----- Records for this exercise -----

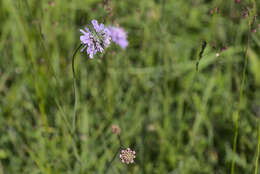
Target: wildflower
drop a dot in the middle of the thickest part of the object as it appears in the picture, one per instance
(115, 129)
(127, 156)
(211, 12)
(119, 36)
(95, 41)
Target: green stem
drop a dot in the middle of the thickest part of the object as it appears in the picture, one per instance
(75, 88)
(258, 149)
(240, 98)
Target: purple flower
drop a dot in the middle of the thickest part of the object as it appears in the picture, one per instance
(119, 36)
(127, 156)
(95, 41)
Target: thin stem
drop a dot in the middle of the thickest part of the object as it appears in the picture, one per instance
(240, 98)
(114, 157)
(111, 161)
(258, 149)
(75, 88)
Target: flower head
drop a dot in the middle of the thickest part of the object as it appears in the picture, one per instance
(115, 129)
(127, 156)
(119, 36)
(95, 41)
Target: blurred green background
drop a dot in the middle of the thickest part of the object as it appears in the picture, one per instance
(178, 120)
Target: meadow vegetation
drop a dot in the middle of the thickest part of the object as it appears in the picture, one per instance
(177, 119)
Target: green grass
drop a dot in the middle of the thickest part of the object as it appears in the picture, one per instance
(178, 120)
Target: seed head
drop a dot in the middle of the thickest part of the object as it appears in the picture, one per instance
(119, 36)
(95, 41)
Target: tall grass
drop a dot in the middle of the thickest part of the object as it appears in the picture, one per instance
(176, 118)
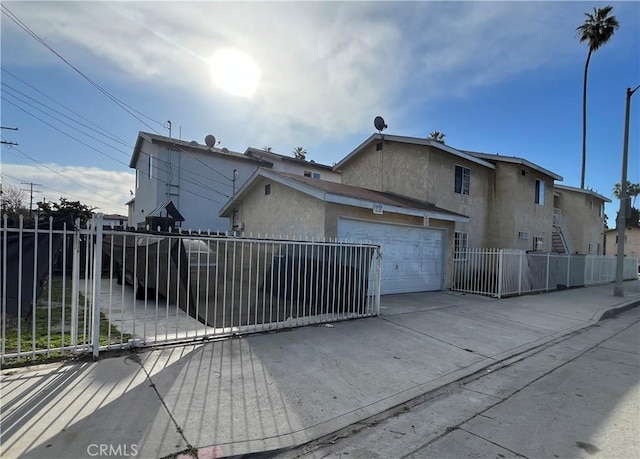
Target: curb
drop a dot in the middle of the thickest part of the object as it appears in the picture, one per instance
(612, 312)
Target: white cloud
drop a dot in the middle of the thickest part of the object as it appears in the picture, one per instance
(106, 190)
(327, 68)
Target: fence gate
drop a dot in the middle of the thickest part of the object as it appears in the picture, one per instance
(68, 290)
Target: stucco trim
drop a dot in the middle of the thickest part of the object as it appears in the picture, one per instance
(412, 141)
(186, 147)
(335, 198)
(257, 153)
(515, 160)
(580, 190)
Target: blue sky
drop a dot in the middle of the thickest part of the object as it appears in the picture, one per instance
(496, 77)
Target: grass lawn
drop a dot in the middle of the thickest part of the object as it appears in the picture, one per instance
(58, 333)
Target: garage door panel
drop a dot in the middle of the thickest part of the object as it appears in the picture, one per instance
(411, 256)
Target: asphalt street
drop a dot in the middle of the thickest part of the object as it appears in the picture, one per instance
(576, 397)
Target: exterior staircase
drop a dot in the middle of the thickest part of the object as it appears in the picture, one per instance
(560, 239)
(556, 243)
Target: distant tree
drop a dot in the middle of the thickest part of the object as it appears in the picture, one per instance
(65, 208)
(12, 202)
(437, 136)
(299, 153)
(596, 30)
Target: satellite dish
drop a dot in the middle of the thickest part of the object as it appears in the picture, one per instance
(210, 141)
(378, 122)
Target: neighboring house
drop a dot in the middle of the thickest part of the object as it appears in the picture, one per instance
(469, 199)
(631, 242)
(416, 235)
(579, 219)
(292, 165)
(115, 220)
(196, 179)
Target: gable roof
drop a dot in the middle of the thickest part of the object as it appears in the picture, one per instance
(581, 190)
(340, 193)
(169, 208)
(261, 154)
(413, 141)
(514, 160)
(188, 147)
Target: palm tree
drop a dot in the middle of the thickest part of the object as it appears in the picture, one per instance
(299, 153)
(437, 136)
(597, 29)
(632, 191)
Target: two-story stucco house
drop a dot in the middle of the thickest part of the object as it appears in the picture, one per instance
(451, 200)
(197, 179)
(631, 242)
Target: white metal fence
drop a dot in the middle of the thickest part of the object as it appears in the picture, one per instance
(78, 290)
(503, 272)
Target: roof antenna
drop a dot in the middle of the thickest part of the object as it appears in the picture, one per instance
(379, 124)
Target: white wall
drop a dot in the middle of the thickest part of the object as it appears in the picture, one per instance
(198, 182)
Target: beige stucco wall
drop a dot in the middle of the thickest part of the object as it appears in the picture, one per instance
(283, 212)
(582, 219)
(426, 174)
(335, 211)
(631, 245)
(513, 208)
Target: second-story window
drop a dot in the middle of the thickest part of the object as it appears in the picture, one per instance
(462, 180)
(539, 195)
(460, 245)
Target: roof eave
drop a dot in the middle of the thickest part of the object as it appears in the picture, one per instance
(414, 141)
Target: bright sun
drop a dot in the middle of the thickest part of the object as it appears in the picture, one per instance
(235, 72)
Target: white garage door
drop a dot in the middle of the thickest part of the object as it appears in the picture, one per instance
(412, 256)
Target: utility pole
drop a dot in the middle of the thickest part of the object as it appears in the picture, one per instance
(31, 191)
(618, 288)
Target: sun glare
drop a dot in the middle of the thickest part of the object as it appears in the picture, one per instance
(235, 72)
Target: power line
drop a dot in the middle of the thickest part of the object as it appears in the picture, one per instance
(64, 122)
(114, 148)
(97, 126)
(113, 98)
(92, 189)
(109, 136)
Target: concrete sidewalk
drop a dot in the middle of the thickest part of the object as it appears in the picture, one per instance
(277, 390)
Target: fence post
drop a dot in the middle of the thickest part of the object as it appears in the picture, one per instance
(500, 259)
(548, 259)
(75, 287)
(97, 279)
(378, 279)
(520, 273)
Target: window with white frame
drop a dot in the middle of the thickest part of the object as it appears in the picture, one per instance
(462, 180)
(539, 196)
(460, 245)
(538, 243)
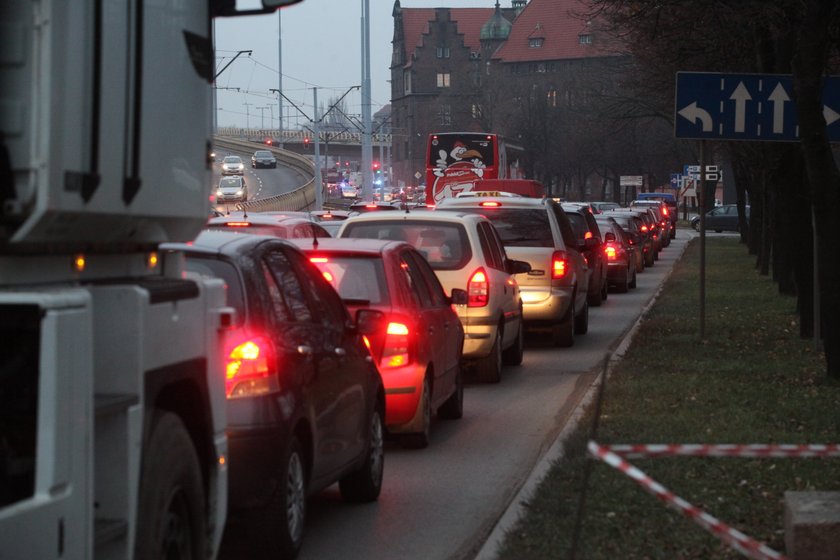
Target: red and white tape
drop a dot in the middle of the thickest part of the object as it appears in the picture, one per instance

-----

**Activity**
The word "stucco" appears in some of the lines above. Copy those lines.

**Solved problem**
Target: stucco trim
Target: two-story stucco house
Target: beige stucco wall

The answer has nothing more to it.